*What to work on*: Return each line of the listing below that contains the string "shirt". Case counts, so treat capital and lowercase letters as different.

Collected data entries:
* Begin *

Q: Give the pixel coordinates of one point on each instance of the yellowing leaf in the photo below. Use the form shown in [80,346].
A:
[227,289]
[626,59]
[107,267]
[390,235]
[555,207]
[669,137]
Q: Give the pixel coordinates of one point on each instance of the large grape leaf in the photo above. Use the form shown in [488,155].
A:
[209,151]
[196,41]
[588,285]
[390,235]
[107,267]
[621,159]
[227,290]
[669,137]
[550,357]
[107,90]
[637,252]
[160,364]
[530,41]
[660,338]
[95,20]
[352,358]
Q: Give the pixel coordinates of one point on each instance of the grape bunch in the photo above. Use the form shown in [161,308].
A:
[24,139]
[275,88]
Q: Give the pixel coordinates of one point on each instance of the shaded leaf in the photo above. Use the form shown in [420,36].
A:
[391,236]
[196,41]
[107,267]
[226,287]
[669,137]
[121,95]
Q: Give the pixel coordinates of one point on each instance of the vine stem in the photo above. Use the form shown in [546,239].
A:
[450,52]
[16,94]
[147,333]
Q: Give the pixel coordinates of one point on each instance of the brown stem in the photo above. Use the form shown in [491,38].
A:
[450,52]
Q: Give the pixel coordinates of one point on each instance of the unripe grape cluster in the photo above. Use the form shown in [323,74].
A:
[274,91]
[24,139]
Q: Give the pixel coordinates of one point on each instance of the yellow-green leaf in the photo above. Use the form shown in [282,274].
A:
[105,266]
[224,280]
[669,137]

* End *
* Begin *

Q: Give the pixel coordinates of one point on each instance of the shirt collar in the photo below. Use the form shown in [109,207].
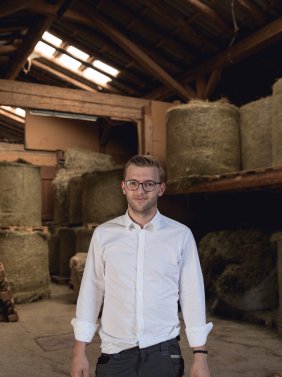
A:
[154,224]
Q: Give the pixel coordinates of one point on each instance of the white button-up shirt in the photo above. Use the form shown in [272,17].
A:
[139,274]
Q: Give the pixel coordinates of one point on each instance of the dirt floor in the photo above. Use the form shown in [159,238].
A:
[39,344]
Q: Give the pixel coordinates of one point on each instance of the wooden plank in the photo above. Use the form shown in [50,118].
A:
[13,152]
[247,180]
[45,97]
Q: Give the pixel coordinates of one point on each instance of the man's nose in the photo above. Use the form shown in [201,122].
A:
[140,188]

* End *

*Task output*:
Q: Give the pixel coordinates of one point on each instance of the shirt collar in the photo below. Use the form shown in [109,207].
Q: Give the pixel coordinates of one point on each instance of the white button-up shirt in the photo above. Use the form shown in [272,17].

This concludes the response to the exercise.